**Source text**
Studio album by Léo Ferré
- Released: February 1961
- Recorded: 10, 11 & 13 January 1961 at Barclay Studio, Paris (France)
- Genre: Chanson
- Length: 32:50
- Label: Barclay Records

Léo Ferré chronology
| Paname (1960) | Les Chansons d'Aragon (1961) | La Langue française (1962) |

= Les Chansons d'Aragon =

Les Chansons d'Aragon (English: "Songs of Aragon") is an album by Léo Ferré, released in 1961 by Barclay Records. It is his second album dedicated to a poet, after Baudelaire's Les Fleurs du mal in 1957. Here, Ferré focuses on former surrealist Louis Aragon, but the body of work he chooses (poetry collection Le Roman inachevé, mostly) is not surrealistic.

This album had much more impact than Ferré's first Baudelaire effort, maybe because when it was published Ferré was gaining both success and critical acclaim on stage, and Aragon was an active poet and a controversial committed communist figure in the French intellectual field.

**Extracted data**
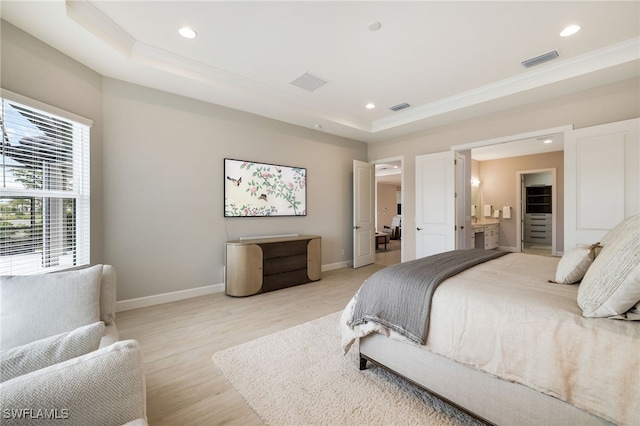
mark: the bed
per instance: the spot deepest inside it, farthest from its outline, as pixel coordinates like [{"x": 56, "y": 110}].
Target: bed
[{"x": 512, "y": 340}]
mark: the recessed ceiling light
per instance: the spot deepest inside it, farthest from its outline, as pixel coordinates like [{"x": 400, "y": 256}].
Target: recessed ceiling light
[
  {"x": 570, "y": 30},
  {"x": 187, "y": 32},
  {"x": 375, "y": 26}
]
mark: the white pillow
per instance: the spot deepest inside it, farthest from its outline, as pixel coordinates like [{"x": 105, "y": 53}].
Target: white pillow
[
  {"x": 33, "y": 307},
  {"x": 42, "y": 353},
  {"x": 630, "y": 224},
  {"x": 611, "y": 286},
  {"x": 573, "y": 265}
]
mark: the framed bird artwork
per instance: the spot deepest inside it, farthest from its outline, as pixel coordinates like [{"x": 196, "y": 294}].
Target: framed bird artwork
[{"x": 254, "y": 189}]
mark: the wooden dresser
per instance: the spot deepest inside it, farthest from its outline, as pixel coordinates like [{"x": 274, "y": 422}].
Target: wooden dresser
[{"x": 259, "y": 265}]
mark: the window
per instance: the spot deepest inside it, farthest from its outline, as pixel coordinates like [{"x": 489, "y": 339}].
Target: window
[{"x": 44, "y": 187}]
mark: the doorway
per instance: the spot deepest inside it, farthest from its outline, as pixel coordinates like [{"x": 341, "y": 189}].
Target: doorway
[
  {"x": 389, "y": 199},
  {"x": 537, "y": 208}
]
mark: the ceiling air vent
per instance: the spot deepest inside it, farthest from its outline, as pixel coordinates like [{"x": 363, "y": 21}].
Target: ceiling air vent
[
  {"x": 400, "y": 106},
  {"x": 309, "y": 82},
  {"x": 540, "y": 59}
]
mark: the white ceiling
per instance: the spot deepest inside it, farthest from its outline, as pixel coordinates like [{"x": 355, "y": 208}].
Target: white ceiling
[{"x": 450, "y": 60}]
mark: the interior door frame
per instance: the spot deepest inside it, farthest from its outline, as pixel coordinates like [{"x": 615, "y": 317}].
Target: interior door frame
[
  {"x": 402, "y": 194},
  {"x": 520, "y": 210},
  {"x": 513, "y": 138},
  {"x": 363, "y": 215}
]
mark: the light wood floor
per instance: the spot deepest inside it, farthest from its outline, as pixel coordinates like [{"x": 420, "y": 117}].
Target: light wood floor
[{"x": 184, "y": 387}]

**Task instructions**
1) Quote the article on Les Chansons d'Aragon, copying everything from "- Genre: Chanson" down to "is not surrealistic.".
2) Answer these questions using the article on Les Chansons d'Aragon:
(a) At which studio was the album recorded?
(b) What is the album's length?
(c) Which poetry collection does Ferré mostly draw on for the album?
3) Continue the article on Les Chansons d'Aragon from where it stops.

**Written responses**
1)
- Genre: Chanson
- Length: 32:50
- Label: Barclay Records

Léo Ferré chronology
| Paname (1960) | Les Chansons d'Aragon (1961) | La Langue française (1962) |

= Les Chansons d'Aragon =

Les Chansons d'Aragon (English: "Songs of Aragon") is an album by Léo Ferré, released in 1961 by Barclay Records. It is his second album dedicated to a poet, after Baudelaire's Les Fleurs du mal in 1957. Here, Ferré focuses on former surrealist Louis Aragon, but the body of work he chooses (poetry collection Le Roman inachevé, mostly) is not surrealistic.

2)
(a) Barclay Studio, Paris (France)
(b) 32:50
(c) Le Roman inachevé

3)
==History==
Léo Ferré began to set Louis Aragon's poems to music in the fall of 1958 and completed the task in March 1959. At that time, Ferré was not under contract to a record label. After several refusals, Ferré ended up signing with Eddie Barclay in 1960. Barclay was sceptical about sung poetry and asked him to release an album of catchier middle-of-the-road tunes before he would release the Aragon record. Ferré obliged by recording the album Paname, which included classics such as "Paname" and "Jolie môme". Les Chansons d'Aragon was finally recorded in January 1961 and released in February 1961.

The finished album lists only 10 of the original 12 compositions. Ferré changed most of the original titles, and sometimes eliminated some verses or changed their order. Aragon, who was greatly impressed by Ferré’s adaptations, wrote a liner text wherein he recognized Ferré as a true poet and claimed that "the literary history of France [would] have to be re-written a little differently because of the contribution made by Léo Ferré".

This album is a landmark and is considered as an evergreen classic of the French song repertoire.

==Track listing==
Texts by Louis Aragon. Music composed by Léo Ferré.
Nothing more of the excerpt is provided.